(READING PASSAGE):
Response Paper 3

Just as water pollution is a monumental issue in environmental awareness, air pollution is also a major issue that affects us every time we take a breath. Air is another quantity that I believe many people consider infinite, since there is so much or it and it surrounds us at all times. However this is not true, our air supply is limited and dwindling more and more every day. We must ensure that we work to protect the air supply we have instead of continually pumping it full of pollutants.

Just from my own limited knowledge, I would think that one of the biggest issues with air pollution is that it seems almost inevitable that everything we create, including chemicals or pollutants, will come into contact with our air. Air is all around us, how are we to prevent something from reaching something so ubiquitous? The air seems to be sensitive to all sorts of processes-both natural and unnatural, from the methane being released by cows to fuel combustion, to spray paints and dry cleaning. These all release harmful toxins into the air that pollute it and make it unsafe for us. How are we to avoid all of these processes? Fuel combustion can release a number of chemicals into the air including nitrous oxides and HS, or even CO when it is incomplete. Yet we cannot not expect people to forgo driving their cars. Air pollution coincides with processes that have great instrumental value. Another problem with air pollution is that it is more harmful when the toxin particles are smaller than PM 2.5, rather than when the pollution is larger in size. The larger particles are caught by the nose and prevented from entering the lungs, while the smaller particles are able to slip through the body’s natural defenses. This presents a problem because the smaller particles, the harder it is to filter them out from the air by artificial means and the harder it is to notice the particles before it is too late. Air pollution seems to be filled serious issues that may prove difficult to solve.

(Stored dataset items):
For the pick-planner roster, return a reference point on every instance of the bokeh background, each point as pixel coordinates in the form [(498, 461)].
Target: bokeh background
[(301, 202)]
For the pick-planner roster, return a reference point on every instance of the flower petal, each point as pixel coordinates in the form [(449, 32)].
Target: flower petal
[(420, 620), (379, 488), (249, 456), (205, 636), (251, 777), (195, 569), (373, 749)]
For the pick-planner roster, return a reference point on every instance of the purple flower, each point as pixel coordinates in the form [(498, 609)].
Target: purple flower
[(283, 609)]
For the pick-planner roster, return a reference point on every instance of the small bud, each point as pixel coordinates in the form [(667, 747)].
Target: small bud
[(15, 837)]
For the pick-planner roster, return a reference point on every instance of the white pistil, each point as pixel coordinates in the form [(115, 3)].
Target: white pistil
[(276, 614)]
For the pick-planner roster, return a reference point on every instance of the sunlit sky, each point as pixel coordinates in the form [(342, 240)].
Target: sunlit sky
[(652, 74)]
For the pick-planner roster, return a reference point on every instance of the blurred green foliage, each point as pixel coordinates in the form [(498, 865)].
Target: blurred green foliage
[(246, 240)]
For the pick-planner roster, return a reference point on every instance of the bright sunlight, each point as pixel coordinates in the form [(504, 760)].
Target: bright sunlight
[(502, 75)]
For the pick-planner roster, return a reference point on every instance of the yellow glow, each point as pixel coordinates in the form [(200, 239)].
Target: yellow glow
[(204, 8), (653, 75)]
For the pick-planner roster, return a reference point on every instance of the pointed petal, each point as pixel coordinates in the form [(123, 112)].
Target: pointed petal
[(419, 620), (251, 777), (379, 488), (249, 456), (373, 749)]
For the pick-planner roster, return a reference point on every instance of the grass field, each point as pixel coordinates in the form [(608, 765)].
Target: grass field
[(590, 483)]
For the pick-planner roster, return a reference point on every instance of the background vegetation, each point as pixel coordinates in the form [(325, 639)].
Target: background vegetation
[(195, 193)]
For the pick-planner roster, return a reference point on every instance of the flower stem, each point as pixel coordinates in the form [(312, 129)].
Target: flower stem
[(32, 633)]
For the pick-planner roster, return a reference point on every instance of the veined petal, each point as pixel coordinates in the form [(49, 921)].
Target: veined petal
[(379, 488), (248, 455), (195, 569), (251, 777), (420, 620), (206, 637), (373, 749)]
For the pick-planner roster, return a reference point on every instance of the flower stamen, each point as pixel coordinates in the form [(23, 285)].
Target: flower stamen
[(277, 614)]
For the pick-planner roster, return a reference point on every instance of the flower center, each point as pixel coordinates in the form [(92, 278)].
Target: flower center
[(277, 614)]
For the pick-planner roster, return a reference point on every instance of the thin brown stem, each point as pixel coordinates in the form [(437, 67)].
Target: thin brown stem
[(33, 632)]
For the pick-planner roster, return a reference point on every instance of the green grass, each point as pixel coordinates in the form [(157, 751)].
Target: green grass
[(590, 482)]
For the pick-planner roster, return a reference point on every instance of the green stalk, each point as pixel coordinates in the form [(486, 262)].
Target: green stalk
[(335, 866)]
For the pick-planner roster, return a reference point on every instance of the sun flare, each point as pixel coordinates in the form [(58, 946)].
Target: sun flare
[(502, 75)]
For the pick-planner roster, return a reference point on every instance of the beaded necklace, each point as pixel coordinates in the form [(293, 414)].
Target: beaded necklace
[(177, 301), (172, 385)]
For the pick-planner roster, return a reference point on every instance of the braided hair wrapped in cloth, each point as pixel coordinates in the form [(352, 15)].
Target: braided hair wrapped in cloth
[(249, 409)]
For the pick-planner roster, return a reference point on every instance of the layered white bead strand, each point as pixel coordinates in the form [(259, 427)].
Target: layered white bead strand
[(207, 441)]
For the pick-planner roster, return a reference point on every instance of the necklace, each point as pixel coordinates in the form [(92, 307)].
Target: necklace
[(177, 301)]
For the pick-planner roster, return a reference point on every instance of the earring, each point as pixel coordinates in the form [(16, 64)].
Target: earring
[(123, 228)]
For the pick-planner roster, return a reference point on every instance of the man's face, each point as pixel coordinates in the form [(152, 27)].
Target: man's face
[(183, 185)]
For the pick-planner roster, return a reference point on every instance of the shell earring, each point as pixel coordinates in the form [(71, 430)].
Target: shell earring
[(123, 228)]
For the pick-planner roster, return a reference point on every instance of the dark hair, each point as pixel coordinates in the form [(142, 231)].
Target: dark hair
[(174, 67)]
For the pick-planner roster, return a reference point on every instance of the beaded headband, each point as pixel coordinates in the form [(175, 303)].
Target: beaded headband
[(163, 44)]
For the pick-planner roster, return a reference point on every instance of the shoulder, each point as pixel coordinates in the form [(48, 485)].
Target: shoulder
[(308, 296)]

(EXPLORE THE MATERIAL):
• a. Summarize the response paper on air pollution in two sentences.
• b. Write out the response paper on air pollution word for word from "Response Paper 3" to "full of pollutants.".
• c. Extend the response paper on air pollution by continuing it from where it stops.
These lines are separate material, apart from the response paper on air pollution.

(ANSWERS FOR EACH ITEM):
• a. The response paper argues that air, though many people consider it infinite, is a limited and dwindling supply that must be protected from pollutants. It holds that pollution seems almost inevitable because air is all around us and many useful processes such as fuel combustion release toxins, and that particles smaller than PM 2.5 are more harmful because they slip past the nose into the lungs and are harder to filter out.

• b.
Response Paper 3

Just as water pollution is a monumental issue in environmental awareness, air pollution is also a major issue that affects us every time we take a breath. Air is another quantity that I believe many people consider infinite, since there is so much or it and it surrounds us at all times. However this is not true, our air supply is limited and dwindling more and more every day. We must ensure that we work to protect the air supply we have instead of continually pumping it full of pollutants.

• c.
I was very interested by the study conducted in central park, determining whether or not gasoline use was the source of increased atmospheric lead. To determine the decrease in lead over the course of the 20th century they drilled a core of sediment out of the bottom of the lake in central park. They divided the sample into 2 cm segments and had each segment represent a period in time, starting in the late 1800s. I thought it was especially clever how they determine which segment represented which years based off of what they found in the sample. The used the levels of cesium they found to indicate that those samples represented the years 1954 to 1963, when nuclear testing began to when the ban on testing was enacted. The results of this test showed that lead levels decreases while lead gasoline was still in use, showing that this was not the case. This test also shows how air pollution is can affect all other parts of the environment. Lead in the air is able to enter the lake in central park, and settle as sediment to the bottom. The cesium found in the lake is a result of nuclear testing in a different region of the country. Pollution to one part of the environment has far reaching consequences to other areas.

Air pollution is a serious problem that is hard to fix. The quote by Richardo Navarro, “In our free enterprise economy, the benefits are privatized but the costs of pollution are socialized” truly describes the state of environmental ethics today. It is difficult to enact programs to benefit the environment when the benefits of pollution go directly to the company that is polluting while the consequences are shared by everyone and left for the government to deal with. This is especially true of air pollution which is a product of so many of the processes which we consider to be essential to our lives.